(Records from a data source)

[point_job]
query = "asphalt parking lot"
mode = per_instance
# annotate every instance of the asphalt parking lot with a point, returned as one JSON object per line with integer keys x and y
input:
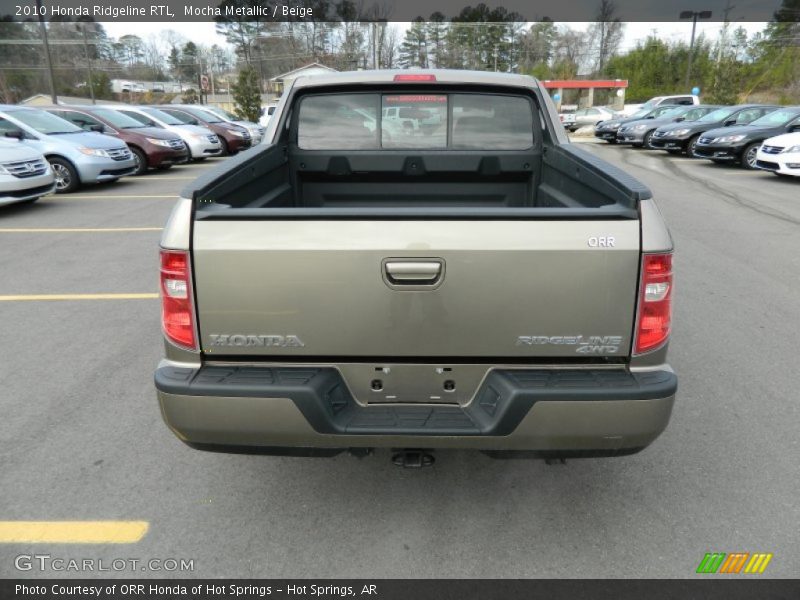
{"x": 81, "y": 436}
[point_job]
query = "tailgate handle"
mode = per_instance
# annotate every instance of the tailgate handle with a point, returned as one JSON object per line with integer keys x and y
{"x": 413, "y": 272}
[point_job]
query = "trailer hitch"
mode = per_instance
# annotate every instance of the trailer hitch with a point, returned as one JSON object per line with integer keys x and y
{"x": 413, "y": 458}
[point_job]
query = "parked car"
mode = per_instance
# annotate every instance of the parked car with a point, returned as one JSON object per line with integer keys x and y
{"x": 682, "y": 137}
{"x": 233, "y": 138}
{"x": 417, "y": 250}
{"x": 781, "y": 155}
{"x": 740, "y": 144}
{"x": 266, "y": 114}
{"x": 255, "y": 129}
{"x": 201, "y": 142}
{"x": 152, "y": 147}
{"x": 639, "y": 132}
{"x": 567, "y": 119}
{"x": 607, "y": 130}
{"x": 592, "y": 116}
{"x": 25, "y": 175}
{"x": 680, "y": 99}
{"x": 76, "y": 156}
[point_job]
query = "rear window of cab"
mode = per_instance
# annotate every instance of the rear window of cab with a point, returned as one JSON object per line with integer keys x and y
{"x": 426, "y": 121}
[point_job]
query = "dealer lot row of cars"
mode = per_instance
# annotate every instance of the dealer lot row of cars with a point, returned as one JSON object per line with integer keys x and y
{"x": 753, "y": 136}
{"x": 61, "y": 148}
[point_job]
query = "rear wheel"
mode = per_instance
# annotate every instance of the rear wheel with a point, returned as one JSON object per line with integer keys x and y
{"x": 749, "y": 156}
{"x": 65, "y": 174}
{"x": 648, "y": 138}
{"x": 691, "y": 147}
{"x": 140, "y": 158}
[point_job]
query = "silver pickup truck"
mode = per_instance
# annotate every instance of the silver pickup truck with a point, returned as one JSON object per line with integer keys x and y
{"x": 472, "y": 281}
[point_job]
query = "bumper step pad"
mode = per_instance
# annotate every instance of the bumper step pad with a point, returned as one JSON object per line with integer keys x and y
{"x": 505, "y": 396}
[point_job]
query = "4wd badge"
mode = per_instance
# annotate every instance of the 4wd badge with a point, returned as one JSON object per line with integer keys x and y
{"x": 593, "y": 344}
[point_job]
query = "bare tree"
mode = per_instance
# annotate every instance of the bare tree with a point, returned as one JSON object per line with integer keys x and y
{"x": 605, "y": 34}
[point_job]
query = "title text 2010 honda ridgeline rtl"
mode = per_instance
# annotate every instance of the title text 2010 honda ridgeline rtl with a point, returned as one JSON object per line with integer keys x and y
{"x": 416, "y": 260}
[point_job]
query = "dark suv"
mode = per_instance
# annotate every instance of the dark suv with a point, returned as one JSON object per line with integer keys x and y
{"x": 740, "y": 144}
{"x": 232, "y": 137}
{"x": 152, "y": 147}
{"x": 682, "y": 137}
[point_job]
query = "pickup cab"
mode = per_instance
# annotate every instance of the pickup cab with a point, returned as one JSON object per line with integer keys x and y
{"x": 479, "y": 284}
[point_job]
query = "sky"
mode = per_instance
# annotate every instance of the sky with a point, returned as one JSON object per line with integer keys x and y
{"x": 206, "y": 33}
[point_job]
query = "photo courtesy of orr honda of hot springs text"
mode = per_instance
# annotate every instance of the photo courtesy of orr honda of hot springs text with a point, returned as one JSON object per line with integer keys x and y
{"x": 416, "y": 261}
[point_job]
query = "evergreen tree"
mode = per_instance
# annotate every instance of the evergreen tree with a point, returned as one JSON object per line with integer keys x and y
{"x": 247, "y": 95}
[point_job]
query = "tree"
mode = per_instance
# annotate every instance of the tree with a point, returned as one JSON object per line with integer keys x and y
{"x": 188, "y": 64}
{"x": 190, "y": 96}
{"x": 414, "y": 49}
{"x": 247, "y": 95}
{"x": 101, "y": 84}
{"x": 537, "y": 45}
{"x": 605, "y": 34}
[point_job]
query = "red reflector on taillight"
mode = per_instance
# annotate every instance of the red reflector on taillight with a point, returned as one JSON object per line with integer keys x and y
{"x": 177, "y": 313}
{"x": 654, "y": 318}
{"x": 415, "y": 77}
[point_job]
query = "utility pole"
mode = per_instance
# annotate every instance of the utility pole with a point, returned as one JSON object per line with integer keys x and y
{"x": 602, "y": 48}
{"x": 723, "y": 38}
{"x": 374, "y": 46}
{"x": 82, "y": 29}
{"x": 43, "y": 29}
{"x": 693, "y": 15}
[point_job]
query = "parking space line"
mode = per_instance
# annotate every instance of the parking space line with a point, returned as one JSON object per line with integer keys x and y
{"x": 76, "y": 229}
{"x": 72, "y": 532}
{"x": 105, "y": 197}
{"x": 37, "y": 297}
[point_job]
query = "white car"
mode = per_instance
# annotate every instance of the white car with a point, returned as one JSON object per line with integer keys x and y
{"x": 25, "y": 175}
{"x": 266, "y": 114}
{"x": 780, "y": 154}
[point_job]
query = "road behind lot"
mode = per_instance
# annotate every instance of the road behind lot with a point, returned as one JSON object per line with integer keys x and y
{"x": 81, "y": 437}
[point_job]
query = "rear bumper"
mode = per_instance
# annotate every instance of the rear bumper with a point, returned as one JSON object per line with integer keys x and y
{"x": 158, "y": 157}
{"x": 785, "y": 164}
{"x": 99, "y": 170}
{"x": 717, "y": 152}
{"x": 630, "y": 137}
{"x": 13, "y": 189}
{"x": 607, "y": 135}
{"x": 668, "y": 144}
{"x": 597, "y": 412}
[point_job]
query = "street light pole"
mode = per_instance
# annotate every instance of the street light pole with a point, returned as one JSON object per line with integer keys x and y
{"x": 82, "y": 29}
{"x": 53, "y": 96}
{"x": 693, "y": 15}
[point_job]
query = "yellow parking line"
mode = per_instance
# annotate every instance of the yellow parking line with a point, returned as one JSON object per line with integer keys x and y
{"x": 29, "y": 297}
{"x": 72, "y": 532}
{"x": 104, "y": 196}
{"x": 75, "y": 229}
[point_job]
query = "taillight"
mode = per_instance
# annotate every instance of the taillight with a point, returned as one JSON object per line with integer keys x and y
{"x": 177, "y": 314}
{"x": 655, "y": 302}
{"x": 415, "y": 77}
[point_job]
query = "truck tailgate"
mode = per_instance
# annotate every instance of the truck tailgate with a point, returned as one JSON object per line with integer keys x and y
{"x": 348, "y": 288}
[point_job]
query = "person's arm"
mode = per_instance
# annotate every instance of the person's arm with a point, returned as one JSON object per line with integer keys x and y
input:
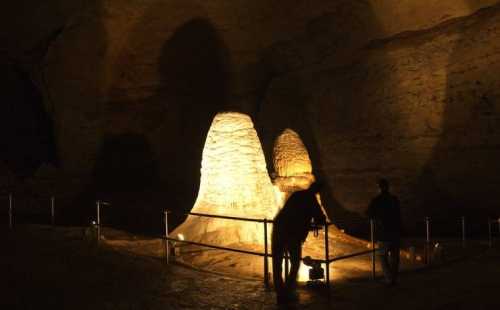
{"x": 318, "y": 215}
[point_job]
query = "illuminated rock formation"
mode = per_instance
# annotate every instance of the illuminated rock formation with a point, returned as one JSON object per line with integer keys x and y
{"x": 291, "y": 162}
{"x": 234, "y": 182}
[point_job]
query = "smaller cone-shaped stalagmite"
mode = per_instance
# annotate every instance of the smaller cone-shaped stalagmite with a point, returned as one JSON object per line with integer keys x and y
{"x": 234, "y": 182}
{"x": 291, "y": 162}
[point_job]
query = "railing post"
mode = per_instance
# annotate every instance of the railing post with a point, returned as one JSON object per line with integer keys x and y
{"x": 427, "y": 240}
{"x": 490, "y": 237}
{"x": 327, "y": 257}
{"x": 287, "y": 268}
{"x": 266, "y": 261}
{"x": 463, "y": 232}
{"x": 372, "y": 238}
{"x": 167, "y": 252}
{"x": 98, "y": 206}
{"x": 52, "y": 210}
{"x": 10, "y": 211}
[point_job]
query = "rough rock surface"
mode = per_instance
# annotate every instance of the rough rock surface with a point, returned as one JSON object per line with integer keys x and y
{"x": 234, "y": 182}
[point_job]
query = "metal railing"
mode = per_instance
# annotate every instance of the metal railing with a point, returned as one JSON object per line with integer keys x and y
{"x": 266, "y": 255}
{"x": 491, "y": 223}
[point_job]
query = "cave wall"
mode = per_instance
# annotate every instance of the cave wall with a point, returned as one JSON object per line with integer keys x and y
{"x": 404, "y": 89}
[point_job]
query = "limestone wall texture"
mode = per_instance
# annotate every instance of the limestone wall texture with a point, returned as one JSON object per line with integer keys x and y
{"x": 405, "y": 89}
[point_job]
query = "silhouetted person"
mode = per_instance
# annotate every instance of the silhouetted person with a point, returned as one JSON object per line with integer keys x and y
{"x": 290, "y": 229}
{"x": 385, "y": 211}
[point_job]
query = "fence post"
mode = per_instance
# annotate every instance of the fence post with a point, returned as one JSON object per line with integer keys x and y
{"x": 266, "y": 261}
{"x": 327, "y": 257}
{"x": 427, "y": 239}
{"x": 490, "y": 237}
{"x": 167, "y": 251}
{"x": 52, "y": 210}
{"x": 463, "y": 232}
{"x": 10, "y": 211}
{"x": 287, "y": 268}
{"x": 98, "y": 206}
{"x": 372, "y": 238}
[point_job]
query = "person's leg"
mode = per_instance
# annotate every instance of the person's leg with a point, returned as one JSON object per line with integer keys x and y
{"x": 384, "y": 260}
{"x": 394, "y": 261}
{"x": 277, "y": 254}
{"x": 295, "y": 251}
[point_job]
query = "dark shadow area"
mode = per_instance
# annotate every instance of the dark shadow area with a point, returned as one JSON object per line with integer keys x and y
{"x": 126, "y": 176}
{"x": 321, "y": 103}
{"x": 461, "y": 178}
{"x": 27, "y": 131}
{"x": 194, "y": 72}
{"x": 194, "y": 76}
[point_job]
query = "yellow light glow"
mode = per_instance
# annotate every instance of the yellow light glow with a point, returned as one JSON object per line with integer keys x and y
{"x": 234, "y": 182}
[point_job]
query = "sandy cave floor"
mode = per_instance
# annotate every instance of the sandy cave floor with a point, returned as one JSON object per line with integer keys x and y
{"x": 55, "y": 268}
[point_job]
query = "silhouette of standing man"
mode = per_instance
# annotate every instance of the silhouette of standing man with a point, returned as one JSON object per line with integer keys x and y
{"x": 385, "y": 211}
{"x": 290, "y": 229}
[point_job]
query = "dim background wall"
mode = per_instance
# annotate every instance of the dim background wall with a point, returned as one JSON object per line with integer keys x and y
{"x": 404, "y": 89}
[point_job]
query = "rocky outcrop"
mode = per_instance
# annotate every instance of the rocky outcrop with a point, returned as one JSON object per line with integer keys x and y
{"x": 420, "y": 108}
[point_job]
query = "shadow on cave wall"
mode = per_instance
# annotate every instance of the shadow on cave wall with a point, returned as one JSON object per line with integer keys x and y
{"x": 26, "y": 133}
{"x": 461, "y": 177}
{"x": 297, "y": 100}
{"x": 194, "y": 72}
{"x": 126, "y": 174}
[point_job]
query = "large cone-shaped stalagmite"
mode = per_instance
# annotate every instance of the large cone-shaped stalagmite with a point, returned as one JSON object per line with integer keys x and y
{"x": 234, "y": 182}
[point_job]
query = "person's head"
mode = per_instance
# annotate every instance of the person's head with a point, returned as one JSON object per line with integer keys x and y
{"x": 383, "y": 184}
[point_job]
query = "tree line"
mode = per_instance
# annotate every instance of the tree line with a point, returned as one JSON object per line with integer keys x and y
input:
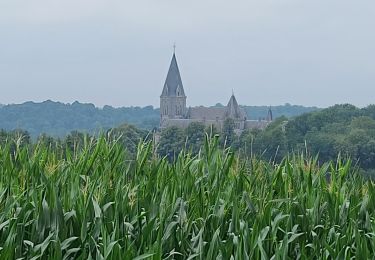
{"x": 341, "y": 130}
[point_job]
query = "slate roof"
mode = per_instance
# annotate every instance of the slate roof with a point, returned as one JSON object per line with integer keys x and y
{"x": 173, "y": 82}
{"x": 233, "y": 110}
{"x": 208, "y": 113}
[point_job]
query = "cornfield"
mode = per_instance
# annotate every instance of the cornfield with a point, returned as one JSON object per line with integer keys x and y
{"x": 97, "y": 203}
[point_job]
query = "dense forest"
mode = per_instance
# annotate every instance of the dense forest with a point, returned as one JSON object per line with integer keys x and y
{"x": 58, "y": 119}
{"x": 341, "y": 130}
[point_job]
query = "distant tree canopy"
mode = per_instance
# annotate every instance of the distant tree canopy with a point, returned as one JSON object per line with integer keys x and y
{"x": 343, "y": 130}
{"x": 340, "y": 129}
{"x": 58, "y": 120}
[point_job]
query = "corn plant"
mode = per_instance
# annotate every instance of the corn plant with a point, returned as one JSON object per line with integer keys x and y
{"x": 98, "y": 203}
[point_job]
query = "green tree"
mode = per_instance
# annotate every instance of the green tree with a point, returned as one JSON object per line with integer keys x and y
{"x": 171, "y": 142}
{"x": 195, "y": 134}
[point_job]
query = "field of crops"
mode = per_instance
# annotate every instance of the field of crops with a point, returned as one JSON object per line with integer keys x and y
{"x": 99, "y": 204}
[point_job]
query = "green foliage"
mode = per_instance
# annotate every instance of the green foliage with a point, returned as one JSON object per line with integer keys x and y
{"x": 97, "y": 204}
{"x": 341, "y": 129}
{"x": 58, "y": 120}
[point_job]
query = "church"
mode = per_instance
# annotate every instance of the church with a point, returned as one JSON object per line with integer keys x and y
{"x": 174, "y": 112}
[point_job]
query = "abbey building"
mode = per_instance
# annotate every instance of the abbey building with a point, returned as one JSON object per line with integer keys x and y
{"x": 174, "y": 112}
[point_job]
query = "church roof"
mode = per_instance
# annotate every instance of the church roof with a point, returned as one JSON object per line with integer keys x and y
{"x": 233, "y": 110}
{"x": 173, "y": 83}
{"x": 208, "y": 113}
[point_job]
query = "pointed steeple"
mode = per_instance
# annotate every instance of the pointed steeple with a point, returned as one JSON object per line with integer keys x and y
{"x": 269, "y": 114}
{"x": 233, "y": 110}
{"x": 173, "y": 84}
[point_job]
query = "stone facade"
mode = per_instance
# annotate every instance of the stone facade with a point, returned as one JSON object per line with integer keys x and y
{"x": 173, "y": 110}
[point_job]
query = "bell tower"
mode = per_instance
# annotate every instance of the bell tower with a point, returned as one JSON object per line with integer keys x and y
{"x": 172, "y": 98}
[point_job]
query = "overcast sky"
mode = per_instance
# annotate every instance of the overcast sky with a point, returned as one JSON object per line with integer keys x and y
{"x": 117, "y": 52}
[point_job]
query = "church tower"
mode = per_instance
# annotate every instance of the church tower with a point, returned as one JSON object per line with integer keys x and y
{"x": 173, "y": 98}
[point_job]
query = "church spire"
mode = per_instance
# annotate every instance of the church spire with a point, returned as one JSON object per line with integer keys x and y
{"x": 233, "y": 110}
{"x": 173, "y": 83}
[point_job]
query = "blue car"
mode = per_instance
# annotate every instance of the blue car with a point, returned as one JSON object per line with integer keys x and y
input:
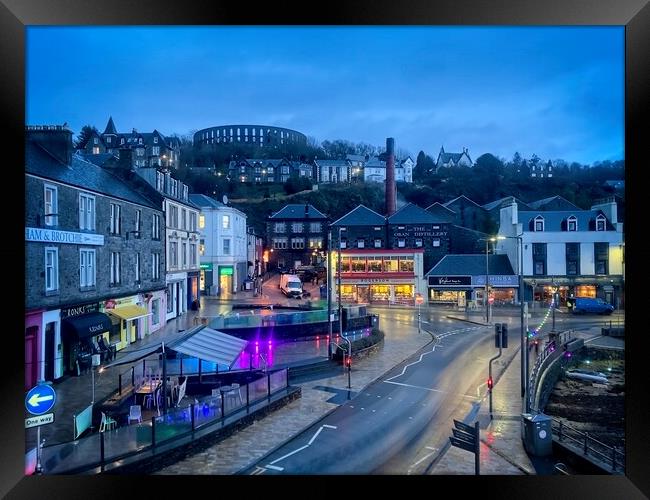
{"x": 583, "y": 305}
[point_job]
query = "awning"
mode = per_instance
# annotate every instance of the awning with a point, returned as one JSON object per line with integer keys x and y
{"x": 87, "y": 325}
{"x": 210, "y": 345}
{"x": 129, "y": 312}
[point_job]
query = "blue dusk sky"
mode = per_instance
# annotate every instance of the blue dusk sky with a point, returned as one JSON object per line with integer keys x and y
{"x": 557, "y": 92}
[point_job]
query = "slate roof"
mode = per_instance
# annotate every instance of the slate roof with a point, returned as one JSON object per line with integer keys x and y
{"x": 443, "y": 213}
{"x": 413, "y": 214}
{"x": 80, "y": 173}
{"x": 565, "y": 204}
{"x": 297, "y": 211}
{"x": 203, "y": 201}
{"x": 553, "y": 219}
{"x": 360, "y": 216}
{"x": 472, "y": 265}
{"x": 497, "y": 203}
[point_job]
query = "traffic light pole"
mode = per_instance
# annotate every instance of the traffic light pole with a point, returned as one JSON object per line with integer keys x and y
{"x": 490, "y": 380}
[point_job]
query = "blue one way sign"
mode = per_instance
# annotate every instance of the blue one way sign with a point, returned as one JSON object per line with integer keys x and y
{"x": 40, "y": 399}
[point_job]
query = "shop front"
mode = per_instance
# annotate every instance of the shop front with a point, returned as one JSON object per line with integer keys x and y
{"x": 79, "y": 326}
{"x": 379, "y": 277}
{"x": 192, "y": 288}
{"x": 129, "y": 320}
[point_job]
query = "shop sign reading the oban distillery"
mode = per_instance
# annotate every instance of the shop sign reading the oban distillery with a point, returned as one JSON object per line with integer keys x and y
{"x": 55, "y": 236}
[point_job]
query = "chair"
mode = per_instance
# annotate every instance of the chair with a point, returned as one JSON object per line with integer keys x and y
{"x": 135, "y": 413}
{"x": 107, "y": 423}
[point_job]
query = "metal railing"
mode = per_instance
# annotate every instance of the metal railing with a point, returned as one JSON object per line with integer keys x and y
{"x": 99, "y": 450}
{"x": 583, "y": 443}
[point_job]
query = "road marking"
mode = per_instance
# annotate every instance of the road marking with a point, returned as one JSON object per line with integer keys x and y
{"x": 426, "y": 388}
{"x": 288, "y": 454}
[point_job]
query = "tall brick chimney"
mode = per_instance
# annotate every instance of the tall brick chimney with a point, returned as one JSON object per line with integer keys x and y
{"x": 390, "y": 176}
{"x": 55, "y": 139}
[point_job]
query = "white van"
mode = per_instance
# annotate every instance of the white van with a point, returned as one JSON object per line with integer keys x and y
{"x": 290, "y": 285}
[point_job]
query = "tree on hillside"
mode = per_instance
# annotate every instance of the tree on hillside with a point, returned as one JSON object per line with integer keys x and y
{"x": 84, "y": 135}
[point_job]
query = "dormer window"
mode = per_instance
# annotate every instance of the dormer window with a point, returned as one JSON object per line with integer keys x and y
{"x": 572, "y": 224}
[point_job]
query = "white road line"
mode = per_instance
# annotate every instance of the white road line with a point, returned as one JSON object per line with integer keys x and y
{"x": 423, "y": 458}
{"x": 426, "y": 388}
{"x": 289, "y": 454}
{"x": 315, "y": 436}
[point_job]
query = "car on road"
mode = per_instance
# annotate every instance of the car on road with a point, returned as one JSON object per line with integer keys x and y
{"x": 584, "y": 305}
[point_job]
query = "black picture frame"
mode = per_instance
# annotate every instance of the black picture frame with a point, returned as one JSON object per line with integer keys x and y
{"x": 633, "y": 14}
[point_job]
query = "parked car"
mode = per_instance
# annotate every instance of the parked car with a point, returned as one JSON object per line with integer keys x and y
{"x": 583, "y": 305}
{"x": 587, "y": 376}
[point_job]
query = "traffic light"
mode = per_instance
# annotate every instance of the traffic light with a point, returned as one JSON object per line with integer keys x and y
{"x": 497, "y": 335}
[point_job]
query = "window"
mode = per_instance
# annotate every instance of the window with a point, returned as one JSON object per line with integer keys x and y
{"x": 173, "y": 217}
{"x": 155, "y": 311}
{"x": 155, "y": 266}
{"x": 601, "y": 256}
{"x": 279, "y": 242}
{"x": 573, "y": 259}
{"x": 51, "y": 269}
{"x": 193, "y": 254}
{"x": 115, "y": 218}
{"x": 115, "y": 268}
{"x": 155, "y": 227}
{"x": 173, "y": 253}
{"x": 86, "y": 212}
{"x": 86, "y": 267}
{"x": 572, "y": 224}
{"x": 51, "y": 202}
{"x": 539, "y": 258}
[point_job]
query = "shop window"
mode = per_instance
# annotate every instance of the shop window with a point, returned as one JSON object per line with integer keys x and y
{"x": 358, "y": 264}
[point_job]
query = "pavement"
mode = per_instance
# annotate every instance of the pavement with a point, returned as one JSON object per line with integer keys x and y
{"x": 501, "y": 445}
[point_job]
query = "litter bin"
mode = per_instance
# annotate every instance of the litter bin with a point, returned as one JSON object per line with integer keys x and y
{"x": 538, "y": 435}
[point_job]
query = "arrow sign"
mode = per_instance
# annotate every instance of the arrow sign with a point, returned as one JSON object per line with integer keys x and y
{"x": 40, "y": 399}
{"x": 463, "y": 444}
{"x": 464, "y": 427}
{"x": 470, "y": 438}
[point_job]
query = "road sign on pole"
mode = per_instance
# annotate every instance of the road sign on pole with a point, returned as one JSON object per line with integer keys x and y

EXERCISE DETAILS - Report how many lines of the data above contain the string "springs", treating uppercase and lowercase as different. Give only the number.

WRITTEN REPLY - 2